**Excerpt to read:**

● ● ● ● ● ● ●

Leading theorist Martha Crenshaw offered similar frameworks for understanding why terrorism occurs in some localities and not in others. According to her, a comprehensive explanation must account for the environment in which terrorism occurs and address the question of whether political social and economic conditions make terrorism more likely to occur in some contexts than in others.13 She contended that there are preconditions for terrorism to take place.

 

Nevertheless, she observed accurately that there is an absence of significant empirical studies of relevant transnational factors to inform policy on terrorism.14

 

While these are credible explanations, they do not go far enough in accounting for contemporary terrorism in Kenya. Specifically, they fail to explain why terrorists attacked Kenya twice between 1998 and 2002, and not other African countries.

Two-fold explanatory causal approaches

 

The literature provides some answers, even though insufficient studies have been done on Kenya’s foreign policy – especially its relationship with Israel and the United States.

 

Some of the terrorists are non-state actors, but they may be clandestinely supported by state operatives. Given that many of the states that supported terrorism were undemocratic and lacked legal structures, idiosyncratic variables are hard to verify. Stated differently, to understand terrorism scholars need to dig deeper into non-official policy declarations. Research must therefore go beyond the interpretation of policy statements and documents. Complementary ethnographic and cultural data would enrich subsequent discussions about terrorism.

● ● ● ● ● ● ●

**Input data:**
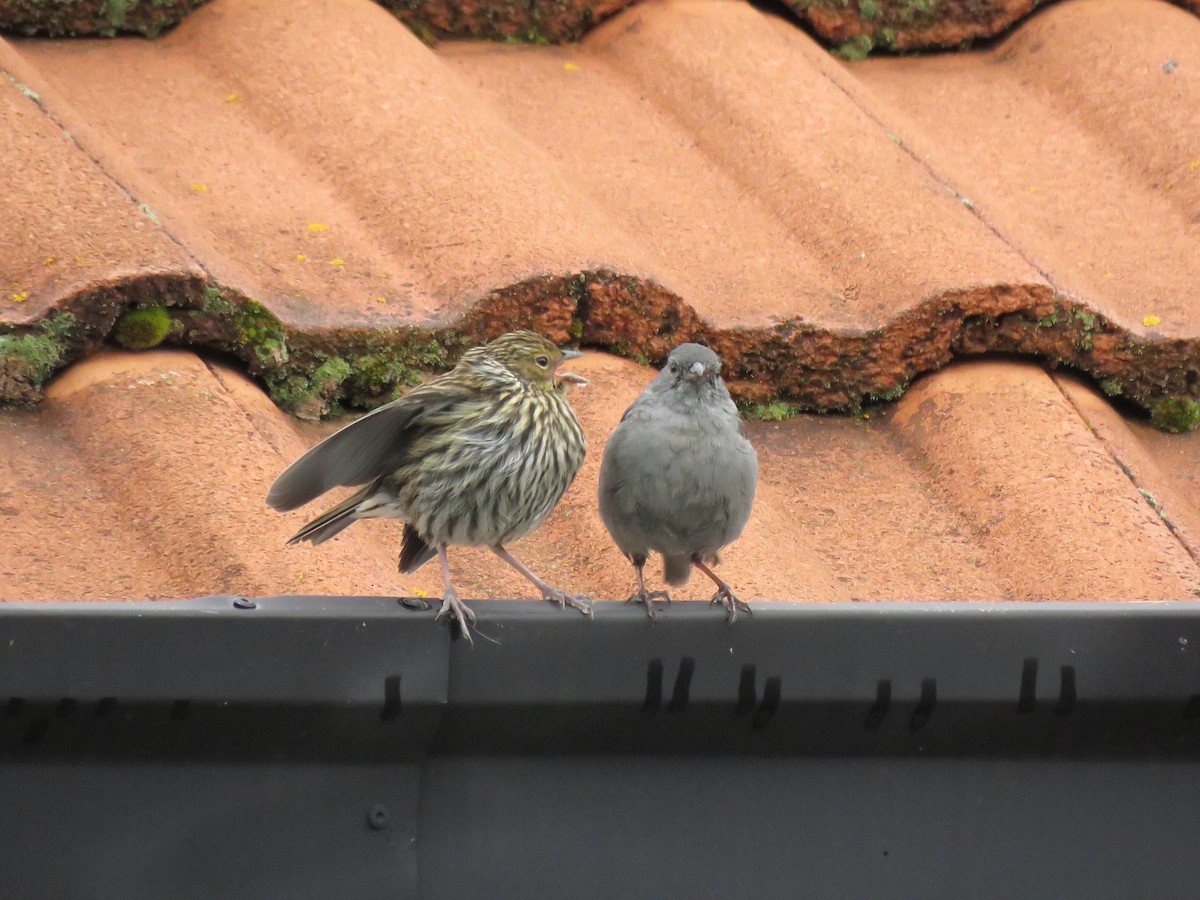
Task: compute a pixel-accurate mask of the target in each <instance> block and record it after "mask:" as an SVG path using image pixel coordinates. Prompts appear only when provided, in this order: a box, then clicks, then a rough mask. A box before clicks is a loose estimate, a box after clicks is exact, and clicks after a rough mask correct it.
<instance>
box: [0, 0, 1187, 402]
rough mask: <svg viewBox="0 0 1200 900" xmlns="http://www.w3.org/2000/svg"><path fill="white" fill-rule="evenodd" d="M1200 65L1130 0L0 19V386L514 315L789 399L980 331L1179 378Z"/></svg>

● ● ● ● ● ● ●

**Activities:**
(a) From the terrorism excerpt, reproduce the text between "Leading theorist Martha" and "other African countries.", inclusive.
(b) Answer these from the terrorism excerpt:
(i) Between which years did terrorists attack Kenya twice?
(ii) Which two countries does it name in connection with Kenya's foreign policy?
(iii) What kinds of data would enrich later discussions about terrorism?

**Responses to the exercise:**
(a)
Leading theorist Martha Crenshaw offered similar frameworks for understanding why terrorism occurs in some localities and not in others. According to her, a comprehensive explanation must account for the environment in which terrorism occurs and address the question of whether political social and economic conditions make terrorism more likely to occur in some contexts than in others.13 She contended that there are preconditions for terrorism to take place.

 

Nevertheless, she observed accurately that there is an absence of significant empirical studies of relevant transnational factors to inform policy on terrorism.14

 

While these are credible explanations, they do not go far enough in accounting for contemporary terrorism in Kenya. Specifically, they fail to explain why terrorists attacked Kenya twice between 1998 and 2002, and not other African countries.

(b)
(i) Between 1998 and 2002.
(ii) Israel and the United States.
(iii) Complementary ethnographic and cultural data.